▸ Required work:
Each line of the material should be set down exactly. Pictures are not part of the copy.

▸ Supplied entries:
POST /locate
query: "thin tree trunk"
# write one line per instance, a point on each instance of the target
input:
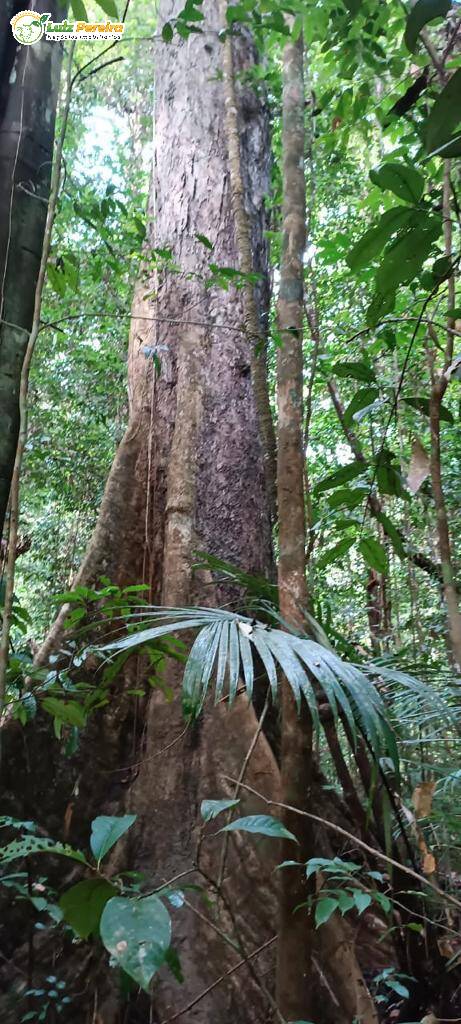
(30, 78)
(295, 929)
(187, 476)
(437, 390)
(256, 330)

▸ Finished exercise:
POST /locate
query: "thin tree trunk"
# write one line per instance, a point on each instance of the target
input:
(30, 78)
(295, 929)
(187, 476)
(437, 390)
(256, 330)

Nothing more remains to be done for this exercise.